## [WORK REQUIRED]
What lines in the entries below contain the word "wall"? Copy all of them.

## [DATA PROVIDED]
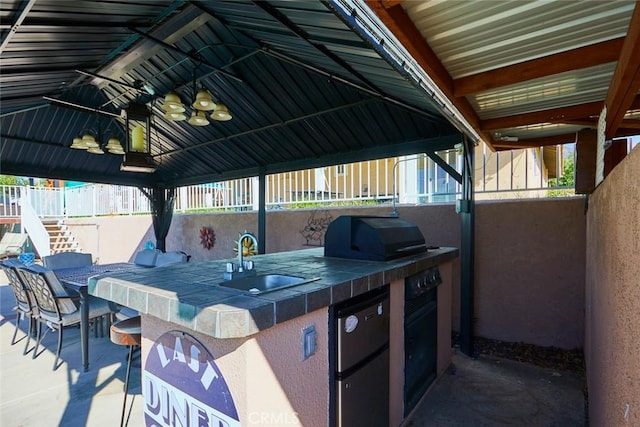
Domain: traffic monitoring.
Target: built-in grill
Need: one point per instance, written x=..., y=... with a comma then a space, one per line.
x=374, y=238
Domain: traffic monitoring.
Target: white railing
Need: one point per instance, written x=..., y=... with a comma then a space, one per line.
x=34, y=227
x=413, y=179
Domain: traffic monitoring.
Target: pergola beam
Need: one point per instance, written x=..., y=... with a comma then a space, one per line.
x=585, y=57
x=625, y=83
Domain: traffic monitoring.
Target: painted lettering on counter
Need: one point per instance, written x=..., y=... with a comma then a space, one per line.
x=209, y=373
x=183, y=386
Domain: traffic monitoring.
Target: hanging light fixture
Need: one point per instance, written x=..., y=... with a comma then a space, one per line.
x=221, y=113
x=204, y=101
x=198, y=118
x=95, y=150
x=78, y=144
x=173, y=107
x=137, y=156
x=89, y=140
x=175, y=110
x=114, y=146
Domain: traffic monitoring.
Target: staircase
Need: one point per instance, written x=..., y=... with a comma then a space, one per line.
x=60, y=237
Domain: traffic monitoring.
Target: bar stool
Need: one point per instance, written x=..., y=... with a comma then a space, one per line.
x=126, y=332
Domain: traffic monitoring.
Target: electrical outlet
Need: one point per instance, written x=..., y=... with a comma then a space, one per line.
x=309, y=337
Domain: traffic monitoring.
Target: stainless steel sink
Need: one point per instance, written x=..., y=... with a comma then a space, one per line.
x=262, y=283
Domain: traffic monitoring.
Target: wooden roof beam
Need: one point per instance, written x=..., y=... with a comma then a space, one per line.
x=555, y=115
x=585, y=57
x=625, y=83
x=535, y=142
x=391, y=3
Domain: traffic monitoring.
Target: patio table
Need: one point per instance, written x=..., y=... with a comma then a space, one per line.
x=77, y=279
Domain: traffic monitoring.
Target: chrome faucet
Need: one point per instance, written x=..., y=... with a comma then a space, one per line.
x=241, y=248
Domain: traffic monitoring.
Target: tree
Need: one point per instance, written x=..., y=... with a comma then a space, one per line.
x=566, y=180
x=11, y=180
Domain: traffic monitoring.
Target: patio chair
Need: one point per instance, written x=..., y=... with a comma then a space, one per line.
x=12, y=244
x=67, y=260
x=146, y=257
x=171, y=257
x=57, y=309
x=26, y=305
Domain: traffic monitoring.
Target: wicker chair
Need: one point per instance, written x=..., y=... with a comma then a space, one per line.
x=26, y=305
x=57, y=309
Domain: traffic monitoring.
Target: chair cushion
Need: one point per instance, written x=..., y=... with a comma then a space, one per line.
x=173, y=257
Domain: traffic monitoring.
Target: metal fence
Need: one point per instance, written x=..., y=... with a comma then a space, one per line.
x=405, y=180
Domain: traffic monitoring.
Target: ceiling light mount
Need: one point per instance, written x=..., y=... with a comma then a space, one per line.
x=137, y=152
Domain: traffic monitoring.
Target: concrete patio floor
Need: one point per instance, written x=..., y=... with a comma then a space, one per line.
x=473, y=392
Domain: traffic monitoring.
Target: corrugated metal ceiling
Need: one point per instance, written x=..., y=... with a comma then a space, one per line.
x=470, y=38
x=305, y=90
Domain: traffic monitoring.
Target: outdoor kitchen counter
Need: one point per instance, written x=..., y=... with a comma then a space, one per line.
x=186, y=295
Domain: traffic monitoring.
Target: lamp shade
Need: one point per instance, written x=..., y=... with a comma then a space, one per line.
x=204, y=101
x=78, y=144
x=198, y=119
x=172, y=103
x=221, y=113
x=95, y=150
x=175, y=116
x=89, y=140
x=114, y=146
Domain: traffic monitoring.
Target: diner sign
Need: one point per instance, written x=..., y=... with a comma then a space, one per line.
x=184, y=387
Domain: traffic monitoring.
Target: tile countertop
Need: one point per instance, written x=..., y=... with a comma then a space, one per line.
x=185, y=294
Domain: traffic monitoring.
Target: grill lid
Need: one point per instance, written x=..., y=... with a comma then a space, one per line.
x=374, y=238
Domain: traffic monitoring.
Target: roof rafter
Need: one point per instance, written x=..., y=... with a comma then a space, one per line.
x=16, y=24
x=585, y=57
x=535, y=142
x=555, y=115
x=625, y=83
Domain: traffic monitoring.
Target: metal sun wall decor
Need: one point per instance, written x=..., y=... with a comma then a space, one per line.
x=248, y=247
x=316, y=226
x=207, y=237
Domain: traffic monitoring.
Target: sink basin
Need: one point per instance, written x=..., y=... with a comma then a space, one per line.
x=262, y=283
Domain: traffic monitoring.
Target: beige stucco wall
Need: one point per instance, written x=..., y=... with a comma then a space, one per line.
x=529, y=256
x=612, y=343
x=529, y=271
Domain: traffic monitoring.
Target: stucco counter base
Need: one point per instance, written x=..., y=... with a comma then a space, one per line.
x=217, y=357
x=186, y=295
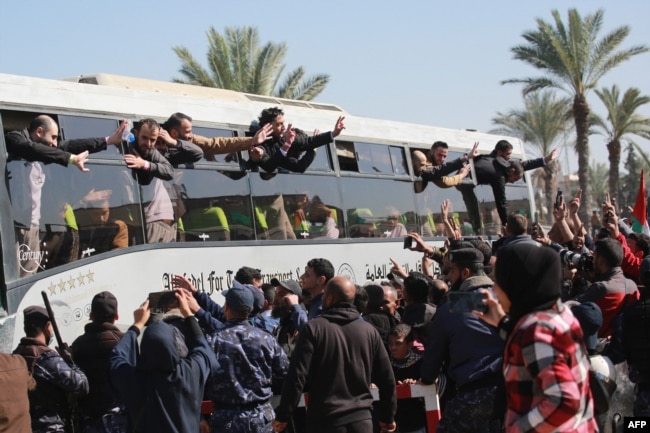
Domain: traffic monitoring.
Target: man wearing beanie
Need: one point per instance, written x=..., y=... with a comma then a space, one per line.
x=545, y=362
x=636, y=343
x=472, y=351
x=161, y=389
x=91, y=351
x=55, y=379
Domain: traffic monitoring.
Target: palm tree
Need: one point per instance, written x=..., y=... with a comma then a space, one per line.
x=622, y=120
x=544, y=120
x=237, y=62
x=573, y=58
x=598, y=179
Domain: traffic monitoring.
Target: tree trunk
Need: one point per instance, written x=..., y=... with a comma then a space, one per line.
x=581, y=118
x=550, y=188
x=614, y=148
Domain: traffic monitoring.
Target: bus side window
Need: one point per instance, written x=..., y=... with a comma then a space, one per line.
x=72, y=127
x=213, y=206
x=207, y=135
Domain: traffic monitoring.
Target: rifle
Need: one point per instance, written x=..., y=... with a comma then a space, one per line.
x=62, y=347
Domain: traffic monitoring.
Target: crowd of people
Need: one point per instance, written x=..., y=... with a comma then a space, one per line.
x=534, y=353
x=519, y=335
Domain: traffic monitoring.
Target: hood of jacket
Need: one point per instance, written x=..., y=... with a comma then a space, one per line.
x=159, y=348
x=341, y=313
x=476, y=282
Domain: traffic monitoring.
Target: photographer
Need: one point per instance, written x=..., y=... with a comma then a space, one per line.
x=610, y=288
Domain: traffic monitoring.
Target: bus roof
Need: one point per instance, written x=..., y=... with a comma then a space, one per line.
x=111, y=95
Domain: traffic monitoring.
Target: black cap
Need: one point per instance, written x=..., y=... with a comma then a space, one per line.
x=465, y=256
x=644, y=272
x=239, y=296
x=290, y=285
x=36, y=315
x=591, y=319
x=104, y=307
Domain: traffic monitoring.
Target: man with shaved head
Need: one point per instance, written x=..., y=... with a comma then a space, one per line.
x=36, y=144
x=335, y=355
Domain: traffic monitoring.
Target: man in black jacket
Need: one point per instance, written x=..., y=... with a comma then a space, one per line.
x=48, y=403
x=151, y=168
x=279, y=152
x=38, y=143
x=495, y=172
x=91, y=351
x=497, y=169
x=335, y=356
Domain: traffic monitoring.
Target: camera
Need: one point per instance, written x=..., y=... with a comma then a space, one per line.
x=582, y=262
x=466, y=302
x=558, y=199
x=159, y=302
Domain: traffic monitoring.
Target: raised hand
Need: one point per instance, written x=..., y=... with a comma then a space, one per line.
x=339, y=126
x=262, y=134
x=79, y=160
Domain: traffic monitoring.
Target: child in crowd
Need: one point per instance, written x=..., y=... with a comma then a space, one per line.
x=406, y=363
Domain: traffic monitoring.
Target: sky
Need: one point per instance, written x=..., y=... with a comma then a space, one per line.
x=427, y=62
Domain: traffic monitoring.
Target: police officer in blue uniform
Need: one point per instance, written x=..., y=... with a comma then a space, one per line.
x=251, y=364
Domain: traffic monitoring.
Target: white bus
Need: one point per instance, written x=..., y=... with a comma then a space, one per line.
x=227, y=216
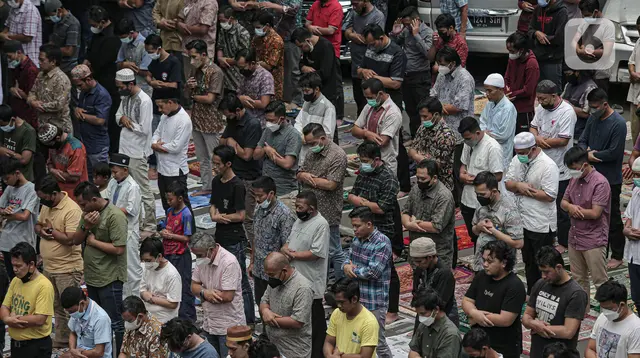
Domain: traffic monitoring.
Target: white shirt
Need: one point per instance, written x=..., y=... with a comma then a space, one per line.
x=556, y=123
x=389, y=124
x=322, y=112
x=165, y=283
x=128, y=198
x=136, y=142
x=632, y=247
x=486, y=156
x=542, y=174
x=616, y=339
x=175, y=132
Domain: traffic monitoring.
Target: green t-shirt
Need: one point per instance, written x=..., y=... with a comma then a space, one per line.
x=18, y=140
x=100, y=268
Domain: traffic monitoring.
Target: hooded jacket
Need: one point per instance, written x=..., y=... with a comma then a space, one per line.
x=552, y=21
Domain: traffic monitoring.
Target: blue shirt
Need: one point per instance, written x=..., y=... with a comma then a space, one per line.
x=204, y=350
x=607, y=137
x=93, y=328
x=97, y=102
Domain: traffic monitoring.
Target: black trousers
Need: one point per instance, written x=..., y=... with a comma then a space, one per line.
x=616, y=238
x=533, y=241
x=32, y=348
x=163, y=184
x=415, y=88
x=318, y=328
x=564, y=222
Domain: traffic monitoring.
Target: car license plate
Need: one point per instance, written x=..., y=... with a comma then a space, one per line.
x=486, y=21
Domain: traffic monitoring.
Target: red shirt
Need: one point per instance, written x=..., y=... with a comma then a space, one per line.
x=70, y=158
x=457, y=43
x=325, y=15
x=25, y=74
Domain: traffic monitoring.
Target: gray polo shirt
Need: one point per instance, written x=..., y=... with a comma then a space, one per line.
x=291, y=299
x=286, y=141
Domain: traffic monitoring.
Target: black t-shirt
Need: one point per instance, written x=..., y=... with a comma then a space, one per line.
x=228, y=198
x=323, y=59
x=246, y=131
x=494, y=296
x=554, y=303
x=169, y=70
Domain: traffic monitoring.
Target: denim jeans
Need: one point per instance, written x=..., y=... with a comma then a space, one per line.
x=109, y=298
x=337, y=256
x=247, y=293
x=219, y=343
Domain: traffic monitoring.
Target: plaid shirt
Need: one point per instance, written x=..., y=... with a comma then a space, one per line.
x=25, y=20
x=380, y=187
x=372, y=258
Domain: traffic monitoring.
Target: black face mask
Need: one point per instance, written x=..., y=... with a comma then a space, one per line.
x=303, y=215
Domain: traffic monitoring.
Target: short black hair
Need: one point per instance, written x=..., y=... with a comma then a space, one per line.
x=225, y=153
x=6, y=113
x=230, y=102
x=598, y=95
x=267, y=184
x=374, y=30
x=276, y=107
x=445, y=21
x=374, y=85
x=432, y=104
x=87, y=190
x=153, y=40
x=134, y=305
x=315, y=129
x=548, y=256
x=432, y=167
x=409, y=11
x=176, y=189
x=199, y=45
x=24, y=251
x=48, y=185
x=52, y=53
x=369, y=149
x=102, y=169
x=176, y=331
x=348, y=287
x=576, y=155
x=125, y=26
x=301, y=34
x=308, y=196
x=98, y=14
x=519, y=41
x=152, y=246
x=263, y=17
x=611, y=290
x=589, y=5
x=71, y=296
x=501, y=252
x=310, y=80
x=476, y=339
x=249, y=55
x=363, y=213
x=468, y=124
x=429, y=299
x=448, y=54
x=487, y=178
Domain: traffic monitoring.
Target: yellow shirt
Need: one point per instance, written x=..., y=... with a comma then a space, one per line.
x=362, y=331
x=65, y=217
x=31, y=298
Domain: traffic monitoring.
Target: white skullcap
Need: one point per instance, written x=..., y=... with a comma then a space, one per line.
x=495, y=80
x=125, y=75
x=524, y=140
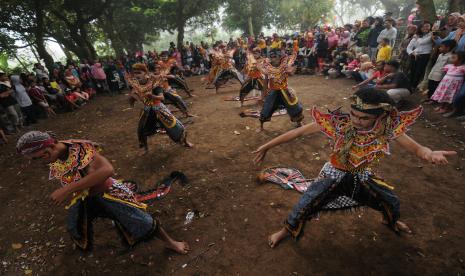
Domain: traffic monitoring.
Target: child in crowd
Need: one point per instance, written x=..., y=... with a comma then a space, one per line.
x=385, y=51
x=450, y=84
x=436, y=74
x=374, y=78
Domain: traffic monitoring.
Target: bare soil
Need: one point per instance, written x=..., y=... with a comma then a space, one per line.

## [OUTPUT FOR THIS TASK]
Target: metal sun wall decor
Target: beige stucco wall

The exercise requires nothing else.